** Goal **
Echo the lines below word for word, covering everything from the line containing "Segment the gold" down to the line containing "Provide the mask of the gold denim stitching.", both included.
-- Begin Data lines --
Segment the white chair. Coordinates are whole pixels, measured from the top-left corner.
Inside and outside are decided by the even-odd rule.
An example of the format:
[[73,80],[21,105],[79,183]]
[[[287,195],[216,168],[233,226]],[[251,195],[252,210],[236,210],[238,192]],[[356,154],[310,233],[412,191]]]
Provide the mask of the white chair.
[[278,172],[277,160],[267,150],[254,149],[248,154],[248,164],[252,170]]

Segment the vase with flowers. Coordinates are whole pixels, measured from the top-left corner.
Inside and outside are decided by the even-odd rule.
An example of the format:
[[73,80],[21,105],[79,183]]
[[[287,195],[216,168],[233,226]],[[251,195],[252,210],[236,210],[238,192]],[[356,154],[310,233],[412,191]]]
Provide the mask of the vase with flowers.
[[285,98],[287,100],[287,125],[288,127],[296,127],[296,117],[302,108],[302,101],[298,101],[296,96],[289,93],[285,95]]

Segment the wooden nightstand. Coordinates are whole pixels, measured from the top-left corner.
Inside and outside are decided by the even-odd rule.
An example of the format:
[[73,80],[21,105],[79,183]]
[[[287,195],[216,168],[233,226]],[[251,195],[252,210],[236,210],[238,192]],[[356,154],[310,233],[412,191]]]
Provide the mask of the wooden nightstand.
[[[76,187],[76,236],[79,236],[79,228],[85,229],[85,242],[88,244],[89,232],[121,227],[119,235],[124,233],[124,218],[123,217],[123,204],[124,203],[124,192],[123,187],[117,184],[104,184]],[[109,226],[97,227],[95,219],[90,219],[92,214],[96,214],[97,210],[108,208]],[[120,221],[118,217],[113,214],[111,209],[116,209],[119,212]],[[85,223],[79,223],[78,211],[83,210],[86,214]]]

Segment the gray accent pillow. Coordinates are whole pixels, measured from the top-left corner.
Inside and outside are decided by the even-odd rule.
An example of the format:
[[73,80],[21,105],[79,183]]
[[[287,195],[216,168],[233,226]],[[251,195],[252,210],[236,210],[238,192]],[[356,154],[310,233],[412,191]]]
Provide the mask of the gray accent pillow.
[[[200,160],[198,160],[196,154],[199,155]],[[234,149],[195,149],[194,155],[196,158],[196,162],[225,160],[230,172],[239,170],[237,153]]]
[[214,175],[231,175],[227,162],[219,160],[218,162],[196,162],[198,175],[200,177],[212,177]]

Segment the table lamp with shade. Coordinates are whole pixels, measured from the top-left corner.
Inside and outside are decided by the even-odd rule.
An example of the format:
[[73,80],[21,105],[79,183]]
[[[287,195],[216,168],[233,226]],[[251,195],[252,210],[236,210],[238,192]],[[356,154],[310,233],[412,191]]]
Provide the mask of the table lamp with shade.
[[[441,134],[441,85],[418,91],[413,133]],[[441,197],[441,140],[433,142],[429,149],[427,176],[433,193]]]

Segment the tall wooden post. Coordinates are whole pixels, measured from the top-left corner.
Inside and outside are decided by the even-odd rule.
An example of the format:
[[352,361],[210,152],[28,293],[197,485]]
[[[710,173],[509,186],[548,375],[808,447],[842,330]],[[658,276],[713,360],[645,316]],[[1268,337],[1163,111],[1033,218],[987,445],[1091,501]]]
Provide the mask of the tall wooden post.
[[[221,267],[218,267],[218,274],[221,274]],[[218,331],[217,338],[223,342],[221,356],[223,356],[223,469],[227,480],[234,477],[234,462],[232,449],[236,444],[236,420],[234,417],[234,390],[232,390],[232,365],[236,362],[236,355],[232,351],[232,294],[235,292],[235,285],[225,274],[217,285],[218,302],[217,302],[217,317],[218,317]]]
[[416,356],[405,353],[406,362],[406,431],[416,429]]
-- End Data lines --
-- Begin Data lines --
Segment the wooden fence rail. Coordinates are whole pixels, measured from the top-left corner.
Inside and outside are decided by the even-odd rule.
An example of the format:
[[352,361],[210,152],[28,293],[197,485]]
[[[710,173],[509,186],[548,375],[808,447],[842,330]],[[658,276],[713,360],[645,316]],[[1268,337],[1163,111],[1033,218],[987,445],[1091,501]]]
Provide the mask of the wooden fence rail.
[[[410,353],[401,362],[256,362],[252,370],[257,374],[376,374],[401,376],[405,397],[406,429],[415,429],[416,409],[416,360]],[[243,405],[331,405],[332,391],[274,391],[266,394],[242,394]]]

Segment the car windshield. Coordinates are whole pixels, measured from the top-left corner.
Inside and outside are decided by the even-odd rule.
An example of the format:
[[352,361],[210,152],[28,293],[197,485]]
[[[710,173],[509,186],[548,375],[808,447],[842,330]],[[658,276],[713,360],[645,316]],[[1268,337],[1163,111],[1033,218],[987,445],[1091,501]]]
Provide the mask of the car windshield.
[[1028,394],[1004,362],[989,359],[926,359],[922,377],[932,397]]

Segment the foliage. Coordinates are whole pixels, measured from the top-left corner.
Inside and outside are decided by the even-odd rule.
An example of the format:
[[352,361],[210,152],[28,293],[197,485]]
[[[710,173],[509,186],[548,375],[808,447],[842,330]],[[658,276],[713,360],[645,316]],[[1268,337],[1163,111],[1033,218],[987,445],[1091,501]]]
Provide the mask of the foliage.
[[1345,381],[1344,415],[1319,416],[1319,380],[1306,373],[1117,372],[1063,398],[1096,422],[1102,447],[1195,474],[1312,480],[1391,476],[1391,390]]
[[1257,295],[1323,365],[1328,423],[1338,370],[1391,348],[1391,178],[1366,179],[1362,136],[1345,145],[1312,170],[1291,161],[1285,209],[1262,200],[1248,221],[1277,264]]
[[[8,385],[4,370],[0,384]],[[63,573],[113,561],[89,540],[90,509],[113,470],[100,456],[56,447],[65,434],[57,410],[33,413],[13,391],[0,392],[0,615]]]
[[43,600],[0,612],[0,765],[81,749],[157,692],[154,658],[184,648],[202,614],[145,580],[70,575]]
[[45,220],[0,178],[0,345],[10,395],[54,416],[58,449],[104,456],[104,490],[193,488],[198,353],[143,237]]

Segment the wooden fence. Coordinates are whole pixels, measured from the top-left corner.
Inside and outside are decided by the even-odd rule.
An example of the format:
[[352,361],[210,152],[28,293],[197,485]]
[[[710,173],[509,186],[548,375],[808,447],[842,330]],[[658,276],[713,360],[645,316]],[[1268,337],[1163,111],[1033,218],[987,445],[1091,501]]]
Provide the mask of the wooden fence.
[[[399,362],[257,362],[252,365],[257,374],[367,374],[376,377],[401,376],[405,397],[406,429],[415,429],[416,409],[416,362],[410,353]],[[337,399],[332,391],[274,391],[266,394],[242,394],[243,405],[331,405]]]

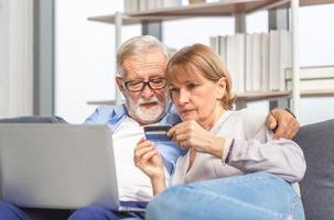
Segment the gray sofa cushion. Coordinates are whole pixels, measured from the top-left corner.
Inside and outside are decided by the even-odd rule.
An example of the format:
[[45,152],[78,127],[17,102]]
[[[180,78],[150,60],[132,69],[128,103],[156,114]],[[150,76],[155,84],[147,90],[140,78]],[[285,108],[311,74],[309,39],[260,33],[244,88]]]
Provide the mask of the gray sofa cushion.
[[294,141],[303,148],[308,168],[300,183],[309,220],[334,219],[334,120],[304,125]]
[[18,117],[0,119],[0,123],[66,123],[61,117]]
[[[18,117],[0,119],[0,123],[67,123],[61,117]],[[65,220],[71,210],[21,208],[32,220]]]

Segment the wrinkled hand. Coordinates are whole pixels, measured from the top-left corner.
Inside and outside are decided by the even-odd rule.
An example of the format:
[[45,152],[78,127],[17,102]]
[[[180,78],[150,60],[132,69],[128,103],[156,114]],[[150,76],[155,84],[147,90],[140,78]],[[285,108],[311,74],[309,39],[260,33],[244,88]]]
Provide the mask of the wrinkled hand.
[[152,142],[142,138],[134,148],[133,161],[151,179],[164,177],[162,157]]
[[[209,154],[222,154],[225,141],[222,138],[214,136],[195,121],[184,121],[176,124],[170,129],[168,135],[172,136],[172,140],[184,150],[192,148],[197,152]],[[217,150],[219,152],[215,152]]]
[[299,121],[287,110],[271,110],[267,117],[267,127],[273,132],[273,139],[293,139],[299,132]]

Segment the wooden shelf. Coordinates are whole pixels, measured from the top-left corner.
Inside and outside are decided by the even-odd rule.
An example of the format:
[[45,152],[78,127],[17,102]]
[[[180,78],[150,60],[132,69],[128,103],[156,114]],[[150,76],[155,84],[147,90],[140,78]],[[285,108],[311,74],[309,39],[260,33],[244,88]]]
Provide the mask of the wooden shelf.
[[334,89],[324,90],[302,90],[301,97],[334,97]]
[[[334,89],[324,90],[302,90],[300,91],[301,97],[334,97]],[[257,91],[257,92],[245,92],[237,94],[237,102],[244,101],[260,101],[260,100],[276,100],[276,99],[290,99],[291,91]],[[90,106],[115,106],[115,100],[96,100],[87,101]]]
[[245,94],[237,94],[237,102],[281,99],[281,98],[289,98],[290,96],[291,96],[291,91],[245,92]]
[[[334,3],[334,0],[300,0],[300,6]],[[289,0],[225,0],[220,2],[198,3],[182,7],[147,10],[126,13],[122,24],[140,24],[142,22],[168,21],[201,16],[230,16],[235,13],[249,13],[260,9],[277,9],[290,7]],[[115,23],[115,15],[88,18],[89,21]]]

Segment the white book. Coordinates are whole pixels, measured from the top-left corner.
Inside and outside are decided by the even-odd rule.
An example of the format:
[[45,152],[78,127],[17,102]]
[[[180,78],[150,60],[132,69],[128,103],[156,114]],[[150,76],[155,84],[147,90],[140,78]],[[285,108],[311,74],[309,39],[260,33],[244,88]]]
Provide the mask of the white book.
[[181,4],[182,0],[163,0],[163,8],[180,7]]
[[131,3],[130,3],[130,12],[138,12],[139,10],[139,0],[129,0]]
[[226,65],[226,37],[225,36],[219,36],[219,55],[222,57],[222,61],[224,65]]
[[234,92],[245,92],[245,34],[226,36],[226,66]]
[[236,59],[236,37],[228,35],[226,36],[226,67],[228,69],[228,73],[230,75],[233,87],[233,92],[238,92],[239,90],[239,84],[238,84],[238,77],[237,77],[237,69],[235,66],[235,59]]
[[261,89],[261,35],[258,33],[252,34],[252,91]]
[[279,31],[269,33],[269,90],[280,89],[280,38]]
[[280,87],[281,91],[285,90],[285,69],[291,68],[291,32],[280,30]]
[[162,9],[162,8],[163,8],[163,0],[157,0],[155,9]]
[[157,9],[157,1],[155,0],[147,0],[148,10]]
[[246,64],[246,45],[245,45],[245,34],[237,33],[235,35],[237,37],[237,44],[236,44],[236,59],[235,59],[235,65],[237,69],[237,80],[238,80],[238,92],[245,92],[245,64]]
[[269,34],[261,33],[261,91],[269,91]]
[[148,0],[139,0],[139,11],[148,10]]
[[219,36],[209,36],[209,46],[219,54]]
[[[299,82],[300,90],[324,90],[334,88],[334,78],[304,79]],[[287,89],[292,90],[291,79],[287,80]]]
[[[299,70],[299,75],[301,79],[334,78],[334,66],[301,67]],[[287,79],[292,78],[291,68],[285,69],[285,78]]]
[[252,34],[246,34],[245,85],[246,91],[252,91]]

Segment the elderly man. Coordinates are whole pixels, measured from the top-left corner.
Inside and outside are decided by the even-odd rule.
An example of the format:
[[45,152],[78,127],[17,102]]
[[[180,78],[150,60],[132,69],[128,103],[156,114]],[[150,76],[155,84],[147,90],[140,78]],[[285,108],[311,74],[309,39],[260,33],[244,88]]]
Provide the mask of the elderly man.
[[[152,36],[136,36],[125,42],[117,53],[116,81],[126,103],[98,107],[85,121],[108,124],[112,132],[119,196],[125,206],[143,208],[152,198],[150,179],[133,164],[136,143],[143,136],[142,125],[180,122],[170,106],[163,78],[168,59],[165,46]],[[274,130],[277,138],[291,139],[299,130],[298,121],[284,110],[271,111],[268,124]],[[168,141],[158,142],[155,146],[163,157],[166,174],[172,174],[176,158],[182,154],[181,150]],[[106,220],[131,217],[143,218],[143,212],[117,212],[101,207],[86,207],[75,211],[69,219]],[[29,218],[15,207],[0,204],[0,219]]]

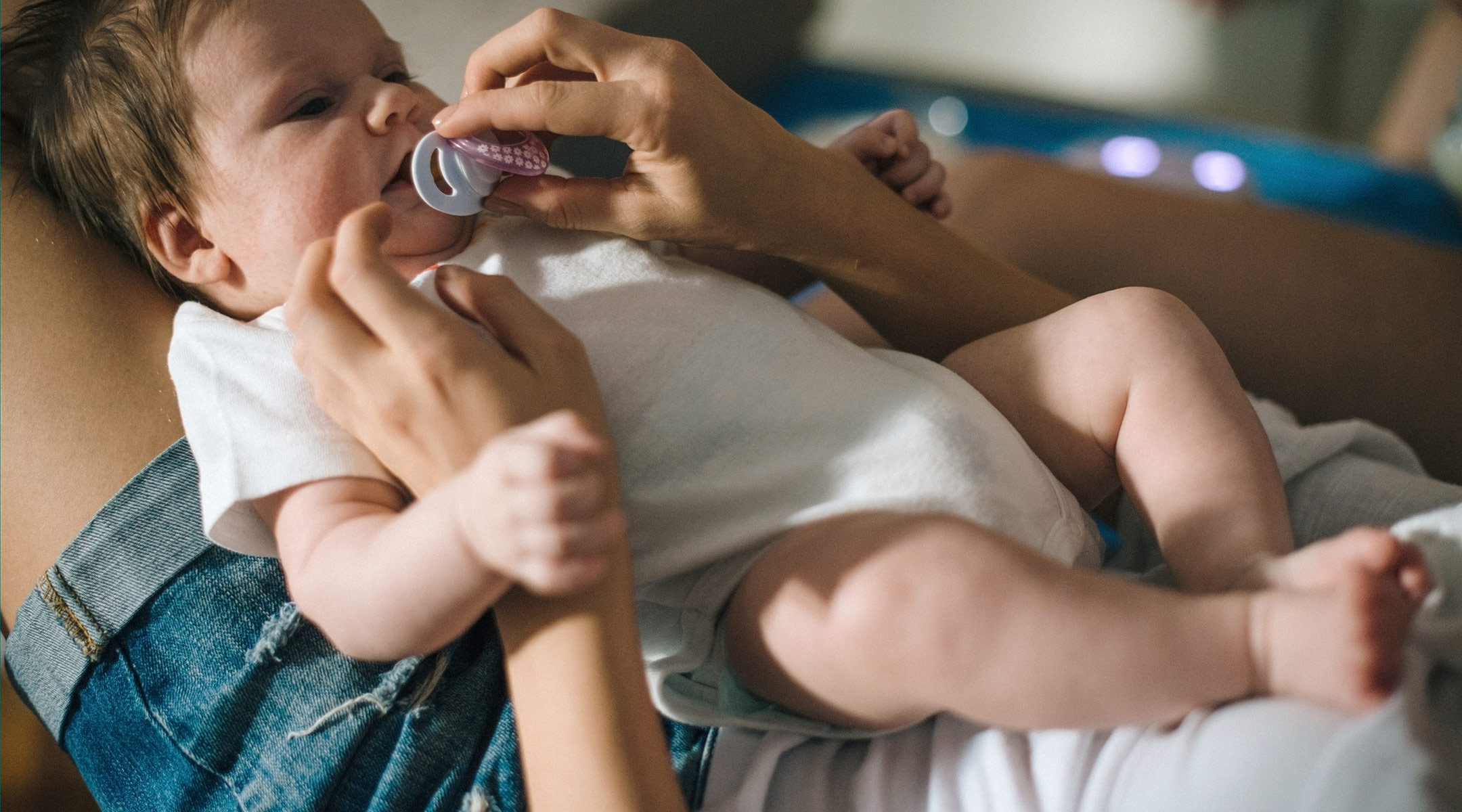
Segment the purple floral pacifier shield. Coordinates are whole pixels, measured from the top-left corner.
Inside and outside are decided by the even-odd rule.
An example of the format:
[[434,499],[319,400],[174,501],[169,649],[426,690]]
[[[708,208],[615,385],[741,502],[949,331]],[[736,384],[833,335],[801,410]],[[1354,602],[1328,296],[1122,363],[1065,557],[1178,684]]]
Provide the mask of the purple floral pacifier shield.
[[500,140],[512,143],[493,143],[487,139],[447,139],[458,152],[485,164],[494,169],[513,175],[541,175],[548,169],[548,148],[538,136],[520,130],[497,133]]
-- End Data lines --
-- Begin Data lines --
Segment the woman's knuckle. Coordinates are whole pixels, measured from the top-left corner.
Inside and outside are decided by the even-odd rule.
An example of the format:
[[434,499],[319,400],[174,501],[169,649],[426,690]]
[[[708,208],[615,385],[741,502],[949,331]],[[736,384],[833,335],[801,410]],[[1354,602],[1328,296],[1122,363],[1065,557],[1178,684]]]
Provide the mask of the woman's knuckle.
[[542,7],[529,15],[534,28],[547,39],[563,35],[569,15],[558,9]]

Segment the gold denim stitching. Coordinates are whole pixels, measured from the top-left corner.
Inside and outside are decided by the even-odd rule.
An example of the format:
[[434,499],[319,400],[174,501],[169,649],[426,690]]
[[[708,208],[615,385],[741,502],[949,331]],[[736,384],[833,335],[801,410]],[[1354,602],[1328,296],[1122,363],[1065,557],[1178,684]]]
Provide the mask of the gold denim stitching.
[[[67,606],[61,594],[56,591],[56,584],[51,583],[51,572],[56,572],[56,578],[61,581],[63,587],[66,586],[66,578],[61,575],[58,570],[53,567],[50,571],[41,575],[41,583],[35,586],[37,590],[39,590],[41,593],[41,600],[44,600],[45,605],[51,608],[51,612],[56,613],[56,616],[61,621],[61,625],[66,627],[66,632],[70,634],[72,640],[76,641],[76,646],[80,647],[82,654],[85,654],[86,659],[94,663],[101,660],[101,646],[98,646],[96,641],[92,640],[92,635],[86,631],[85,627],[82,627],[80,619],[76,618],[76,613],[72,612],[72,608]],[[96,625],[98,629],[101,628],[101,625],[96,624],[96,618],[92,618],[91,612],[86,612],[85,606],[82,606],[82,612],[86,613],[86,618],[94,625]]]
-- End Data lines --
** Reply to the task **
Segment the gold denim stitching. Coordinates are whole pixels, measured from the top-left corner.
Inside and outside are decided by the even-odd rule.
An example of the format:
[[434,499],[319,400],[174,501],[169,649],[426,690]]
[[[708,208],[615,385],[741,502],[949,331]],[[736,384],[833,335],[801,410]],[[1354,602],[1328,296],[1122,363],[1065,557],[1178,684]]]
Provide the mask of the gold denim stitching.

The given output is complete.